Stored entries:
※
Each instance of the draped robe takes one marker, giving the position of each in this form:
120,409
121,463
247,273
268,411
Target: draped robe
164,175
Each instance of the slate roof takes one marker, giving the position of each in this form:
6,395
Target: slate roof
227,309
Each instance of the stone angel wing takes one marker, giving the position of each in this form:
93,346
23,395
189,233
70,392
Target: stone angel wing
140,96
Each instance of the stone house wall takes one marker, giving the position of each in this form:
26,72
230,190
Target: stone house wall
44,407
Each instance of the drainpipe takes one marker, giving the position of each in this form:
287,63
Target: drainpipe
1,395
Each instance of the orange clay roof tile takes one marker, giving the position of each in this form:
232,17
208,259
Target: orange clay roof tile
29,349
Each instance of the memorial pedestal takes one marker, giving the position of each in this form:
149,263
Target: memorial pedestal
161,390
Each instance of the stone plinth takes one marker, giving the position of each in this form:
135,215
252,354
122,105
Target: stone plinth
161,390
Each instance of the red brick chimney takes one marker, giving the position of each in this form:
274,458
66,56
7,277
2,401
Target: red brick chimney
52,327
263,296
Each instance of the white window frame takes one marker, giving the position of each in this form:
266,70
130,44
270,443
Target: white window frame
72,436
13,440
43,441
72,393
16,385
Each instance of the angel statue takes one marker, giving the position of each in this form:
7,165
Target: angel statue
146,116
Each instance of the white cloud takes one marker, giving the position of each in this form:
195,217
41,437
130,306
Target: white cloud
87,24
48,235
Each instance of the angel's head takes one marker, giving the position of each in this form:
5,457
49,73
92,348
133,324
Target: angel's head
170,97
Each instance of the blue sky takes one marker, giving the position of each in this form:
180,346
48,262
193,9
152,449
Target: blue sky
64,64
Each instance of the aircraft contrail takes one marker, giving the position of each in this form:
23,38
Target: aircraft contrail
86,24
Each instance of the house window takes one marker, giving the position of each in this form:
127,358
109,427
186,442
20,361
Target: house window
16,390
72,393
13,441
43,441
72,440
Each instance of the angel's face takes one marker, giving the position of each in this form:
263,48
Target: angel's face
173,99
※
Reproduce the records above word for word.

Each instance of the draped robe takes one marker, giving the position of each in this form:
120,409
121,463
247,273
268,411
Target: draped robe
164,175
Each instance of the slate roof takes one marker, giving the position of each in this form:
6,395
Target: slate roof
227,309
Each instance of the stone angel wing takes one marker, giving the position of each in this form:
93,346
23,395
189,233
70,392
Target: stone angel wing
140,96
Each instance of the stone house wall takes one marker, giving the position of each in this form:
26,72
230,190
Target: stone house wall
44,407
Each instance of the drainpipe takes one marker, giving the position of each in this form:
287,63
Target: drainpipe
1,395
Each instance of the orange clay roof tile takes one marker, giving the position of each in this form:
232,17
208,259
Target: orange clay roof tile
29,349
Each instance of the memorial pedestal takes one marker, giving the position of each in this form:
149,263
Target: memorial pedestal
161,390
Each instance of the stone plinth takes one marker, giving the position of each in this form:
135,215
252,354
122,105
Target: stone plinth
161,390
Each instance of the red brick chimney takes one marker, giving the position of each in this form:
274,458
66,56
7,277
2,401
Target: red brick chimney
52,327
263,296
Each instance of the white window frame takes one marker, giving the position of each in this form:
266,70
130,44
270,443
Target: white window frame
72,436
13,440
43,441
72,393
16,385
Each instance of the angel statue takes one marker, giving the position of each in this form:
7,165
Target: angel statue
146,116
Each instance of the white cloud takes one marker, giving the position of each in this form:
195,217
41,437
130,306
Target: white cloud
87,24
48,235
Each instance of the angel's head takes one marker, giving the position of each in this form:
5,457
49,73
92,348
133,324
Target: angel's head
170,97
Each instance of the blue sky takes one marker, giving the position of each in this form:
180,346
48,262
193,9
152,449
Target: blue sky
64,64
Each instance of the aircraft contrail takes one marker, giving the position of each in this form:
23,38
Target: aircraft contrail
86,24
Each instance of the house window takes one marker, giving the position of each in this form:
127,358
109,427
186,442
20,361
Target: house window
16,390
72,393
13,441
43,441
72,440
Each instance of the angel's face takes one marker, giving the position of each in this form:
263,48
Target: angel's face
173,99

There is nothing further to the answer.